* Begin Data to use *

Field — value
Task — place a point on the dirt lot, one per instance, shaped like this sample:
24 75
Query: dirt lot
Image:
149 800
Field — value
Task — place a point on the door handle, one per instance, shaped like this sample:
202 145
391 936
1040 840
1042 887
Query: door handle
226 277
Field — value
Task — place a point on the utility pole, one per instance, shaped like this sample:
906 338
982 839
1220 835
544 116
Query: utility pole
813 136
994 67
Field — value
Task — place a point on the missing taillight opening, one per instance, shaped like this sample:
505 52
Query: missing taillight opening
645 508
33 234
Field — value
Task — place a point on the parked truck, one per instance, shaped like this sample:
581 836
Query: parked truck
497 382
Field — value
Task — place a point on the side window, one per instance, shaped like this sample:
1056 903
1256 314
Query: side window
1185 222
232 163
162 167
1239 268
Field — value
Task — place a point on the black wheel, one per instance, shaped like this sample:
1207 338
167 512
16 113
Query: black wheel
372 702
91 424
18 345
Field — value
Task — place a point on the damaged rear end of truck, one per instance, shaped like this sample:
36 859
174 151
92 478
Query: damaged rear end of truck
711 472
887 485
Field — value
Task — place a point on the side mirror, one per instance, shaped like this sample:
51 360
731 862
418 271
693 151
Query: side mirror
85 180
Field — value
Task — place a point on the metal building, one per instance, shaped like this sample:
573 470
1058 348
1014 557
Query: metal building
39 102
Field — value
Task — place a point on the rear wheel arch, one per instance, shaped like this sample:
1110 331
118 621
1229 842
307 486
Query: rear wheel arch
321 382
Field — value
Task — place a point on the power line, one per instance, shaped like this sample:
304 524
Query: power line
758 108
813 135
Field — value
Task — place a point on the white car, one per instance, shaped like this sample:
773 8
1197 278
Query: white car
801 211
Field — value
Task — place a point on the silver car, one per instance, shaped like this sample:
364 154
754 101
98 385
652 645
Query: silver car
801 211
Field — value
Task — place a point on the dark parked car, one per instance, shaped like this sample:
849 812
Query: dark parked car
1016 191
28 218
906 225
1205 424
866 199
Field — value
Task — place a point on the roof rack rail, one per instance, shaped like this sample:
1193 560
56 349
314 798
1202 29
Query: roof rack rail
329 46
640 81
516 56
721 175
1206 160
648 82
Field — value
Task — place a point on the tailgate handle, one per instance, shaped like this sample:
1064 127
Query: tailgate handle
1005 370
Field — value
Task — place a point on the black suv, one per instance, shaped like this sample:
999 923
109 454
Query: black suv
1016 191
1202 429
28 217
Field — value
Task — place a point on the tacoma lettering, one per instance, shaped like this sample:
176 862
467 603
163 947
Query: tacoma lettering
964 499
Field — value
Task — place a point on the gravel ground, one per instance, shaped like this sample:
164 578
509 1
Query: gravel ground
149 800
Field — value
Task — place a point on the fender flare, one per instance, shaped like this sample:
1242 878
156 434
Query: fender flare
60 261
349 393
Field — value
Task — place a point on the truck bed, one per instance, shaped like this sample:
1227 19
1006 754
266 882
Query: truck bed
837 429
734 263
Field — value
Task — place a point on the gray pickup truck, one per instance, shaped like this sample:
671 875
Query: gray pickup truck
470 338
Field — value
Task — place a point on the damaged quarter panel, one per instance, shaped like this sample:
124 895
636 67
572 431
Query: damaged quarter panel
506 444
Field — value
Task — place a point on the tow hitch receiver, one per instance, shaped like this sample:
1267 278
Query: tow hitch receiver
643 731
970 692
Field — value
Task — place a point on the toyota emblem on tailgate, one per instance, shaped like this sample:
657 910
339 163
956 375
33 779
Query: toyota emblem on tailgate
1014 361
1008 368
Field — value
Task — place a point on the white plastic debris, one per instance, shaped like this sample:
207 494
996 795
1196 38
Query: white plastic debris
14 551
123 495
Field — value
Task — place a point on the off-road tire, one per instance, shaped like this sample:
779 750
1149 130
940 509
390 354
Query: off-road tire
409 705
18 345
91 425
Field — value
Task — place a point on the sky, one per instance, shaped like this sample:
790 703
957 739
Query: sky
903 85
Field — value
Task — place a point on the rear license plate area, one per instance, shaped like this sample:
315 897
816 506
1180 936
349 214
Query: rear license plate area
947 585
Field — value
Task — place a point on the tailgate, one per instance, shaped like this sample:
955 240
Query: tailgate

* End Data to use *

## Your task
Reproduce every record above exactly as it appears.

## Reply to the exercise
Field — value
Task — place a point on the dirt lot, one per instance, shaped like this sample:
24 75
Query: dirt lot
Image:
149 800
Field — value
Task — place a point on the door handle, one per instance, shaped like this sample:
202 145
391 936
1040 840
1042 887
Query: door handle
226 277
Field — value
Task — place a point on the utility pole, one per instance, shaped like this sample:
906 338
982 839
1220 835
544 116
Query: utility pole
813 136
994 67
Field — value
Task — place a point on the missing taillight opening, one per instance, shaped like this sample:
505 52
Query: missing taillight opening
645 508
33 234
Field — value
Task — place a point on the parked truck, one per instance, shaped like this sample:
581 836
Query: parked truck
497 382
Field — value
Task — place a point on the side window, one per instance, shaped like this sample:
1056 903
1256 314
Query: side window
1185 222
232 163
162 167
1239 268
Field — value
Task — place a point on the black wheel, one per instance, shaped like this sample:
1207 338
167 512
16 113
Query: black wheel
372 702
91 424
18 345
Field — value
Task — place a point on the damaged rear end of truck, one per instance, shaped like this sample:
36 859
174 151
92 478
Query: damaged rear end of truck
711 472
887 485
Field — value
Task — place a point on the side mirror, one per instance, shaped like this sample:
51 360
731 862
418 271
693 151
Query: side mirror
85 180
Field — value
Task — place a point on the metal building, one per instance, shaped like this sample:
573 470
1058 348
1014 557
Query: metal building
39 102
Field — value
Task — place a point on the rear wheel arch, one per instance, shaped like this sample:
1110 331
118 621
1229 842
307 486
Query: rear wheel arch
321 382
Field — value
Task — place a point on the power line, one per instance, shaped like this sample:
304 524
Query: power line
758 108
813 135
Field — value
Task — place a point on the white car, one per instance, shaped like this sample:
773 8
1197 278
Query: white car
801 211
Field — value
Task — place a point on the silver car, one per instance, shaped like this sample:
364 154
754 101
98 385
652 645
Query: silver car
801 211
Field — value
Task — place a point on the dark parked car, one per instance, shaped like this sample:
849 812
Query: dark parked car
1016 191
28 218
906 225
1205 424
866 199
Field — value
Task — place a point on the roof rack rail, one per instance, shaped like this sample:
1193 560
56 349
314 798
1202 29
Query: roof rack rail
329 46
640 81
516 56
721 175
1206 160
648 82
Field — value
Task — place a point on the tailgate handle, one per instance, shaped like this sample:
1064 127
Query: tailgate handle
1005 370
Field — value
Task — place a point on the black suv, one per instance, shaped like this sample:
999 923
109 454
Query: black suv
1016 191
1202 429
28 217
Field — value
Task — place a point on the tacoma lettering, one per instance, shaped like this sample:
176 862
467 603
163 947
Query: tacoma lettering
964 499
Field — value
Task — place a point on the gravel ground, one per instance, shaped like this sample:
164 578
509 1
Query: gravel ground
149 800
Field — value
Task — place a point on the fender flare, one per instance, shaped like this sample:
1242 878
156 434
Query: fender flare
60 261
349 393
Field — value
Task — place a point on the truck bed, one per instance, shaped like this sample:
1227 19
1006 754
266 882
Query: truck bed
837 429
734 263
Field — value
Task — place a point on the gray pickup truck, one per instance, shaped like this sample:
671 875
Query: gray pickup truck
470 338
Field — value
Task — place a point on the damaged quarter panel, one per instance, shaped like this sample:
124 895
636 67
572 431
Query: damaged quarter panel
506 444
Field — value
Task — place a point on the tow hitch receiver, one per instance, shaped like this sample:
1267 278
Query: tow hitch receiver
643 731
970 692
Field — value
Task — place a point on the toyota emblem on tailgate, one per instance, shaped like this sample:
657 910
339 163
956 375
33 779
Query: toyota emblem on tailgate
1014 361
1008 368
Field — value
Task — place a point on the white plastic debris, one per instance, shaped like this sample:
207 494
996 795
1196 38
Query: white plastic debris
14 551
123 495
Field — value
Task — place a point on the off-road tire, one per instance, shaped like this sample:
779 750
1149 130
940 509
390 354
Query: off-road tire
409 705
18 345
91 425
Field — value
Task — place a point on the sky, one per instance, shaped like this sample:
790 703
957 739
Query: sky
903 85
Field — value
Task — place a point on the rear license plate area, one per instance, shaped like this sample:
315 897
816 506
1180 936
349 214
Query: rear license plate area
947 585
Field — value
Task — place a point on the tailgate, one per instance, shaped like this sample:
955 240
Query: tailgate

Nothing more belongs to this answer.